Fragmento =

==============================

La gente necesita algo por lo que estar paranoica, me explica una persona del mundo de la Sanidad al respecto de la reacción general a la crisis sanitaria provocada por el coronavirus. Debe de ser eso, sí.

La paranoia está ya por todas partes. Seguramente la potencie que el virus que provoca esta locura de aparente emergencia mundial incorpora ingredientes que hacen que el pánico se propague más rápido que el propio agente infeccioso.

Primero, porque se contagia de forma pasiva -no hace falta una jeringuilla, una relación sexual insegura o comer algo en mal estado-; segundo, porque puede afectar a cualquiera, de cualquier condición o características; y, no menos importante, porque viene de China, como casi todo ya. Ese país tan temido, y tan desconocido. Una tormenta perfecta.

==============================

Requisitos de las tareas =
• A. Según el fragmento, ¿de qué país viene el virus?
• B. Traduce al inglés esta oración del fragmento: "La paranoia está ya por todas partes."
• C. Edita el fragmento desde "La gente necesita" hasta "Una tormenta perfecta.", cambiando "pánico" por "miedo".

==============================

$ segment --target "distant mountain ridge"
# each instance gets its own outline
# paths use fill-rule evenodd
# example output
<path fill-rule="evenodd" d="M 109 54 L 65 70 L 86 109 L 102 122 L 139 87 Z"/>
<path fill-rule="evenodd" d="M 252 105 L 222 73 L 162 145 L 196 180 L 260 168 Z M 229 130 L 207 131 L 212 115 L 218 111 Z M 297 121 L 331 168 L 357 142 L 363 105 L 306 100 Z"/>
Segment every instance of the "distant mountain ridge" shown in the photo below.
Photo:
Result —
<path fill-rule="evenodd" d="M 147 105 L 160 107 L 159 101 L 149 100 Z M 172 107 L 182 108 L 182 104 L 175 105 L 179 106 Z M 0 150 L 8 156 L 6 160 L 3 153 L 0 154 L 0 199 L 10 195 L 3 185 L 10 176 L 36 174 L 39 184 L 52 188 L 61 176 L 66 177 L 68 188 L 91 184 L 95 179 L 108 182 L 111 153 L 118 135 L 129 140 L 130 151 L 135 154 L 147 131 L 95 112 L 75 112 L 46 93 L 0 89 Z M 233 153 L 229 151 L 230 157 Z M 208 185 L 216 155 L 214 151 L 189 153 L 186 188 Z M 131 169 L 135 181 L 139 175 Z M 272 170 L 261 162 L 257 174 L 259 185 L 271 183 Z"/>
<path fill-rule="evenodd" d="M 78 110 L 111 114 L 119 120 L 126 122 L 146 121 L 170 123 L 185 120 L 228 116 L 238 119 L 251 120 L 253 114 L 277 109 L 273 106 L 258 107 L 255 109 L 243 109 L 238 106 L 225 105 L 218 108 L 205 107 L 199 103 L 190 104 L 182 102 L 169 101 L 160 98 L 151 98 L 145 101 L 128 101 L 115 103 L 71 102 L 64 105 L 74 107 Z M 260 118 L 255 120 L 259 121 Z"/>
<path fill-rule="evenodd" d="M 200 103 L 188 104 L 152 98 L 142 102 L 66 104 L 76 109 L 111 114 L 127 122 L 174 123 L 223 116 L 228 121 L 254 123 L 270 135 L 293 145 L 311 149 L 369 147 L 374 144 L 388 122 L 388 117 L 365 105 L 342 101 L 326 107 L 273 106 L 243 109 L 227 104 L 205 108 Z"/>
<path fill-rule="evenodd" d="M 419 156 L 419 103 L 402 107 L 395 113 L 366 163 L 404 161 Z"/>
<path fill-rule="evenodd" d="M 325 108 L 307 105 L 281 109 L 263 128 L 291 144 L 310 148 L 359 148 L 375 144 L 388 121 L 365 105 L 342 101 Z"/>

==============================

Respuestas por tarea =
• A. De China.

• B. Paranoia is already everywhere.

• C.
La gente necesita algo por lo que estar paranoica, me explica una persona del mundo de la Sanidad al respecto de la reacción general a la crisis sanitaria provocada por el coronavirus. Debe de ser eso, sí.

La paranoia está ya por todas partes. Seguramente la potencie que el virus que provoca esta locura de aparente emergencia mundial incorpora ingredientes que hacen que el miedo se propague más rápido que el propio agente infeccioso.

Primero, porque se contagia de forma pasiva -no hace falta una jeringuilla, una relación sexual insegura o comer algo en mal estado-; segundo, porque puede afectar a cualquiera, de cualquier condición o características; y, no menos importante, porque viene de China, como casi todo ya. Ese país tan temido, y tan desconocido. Una tormenta perfecta.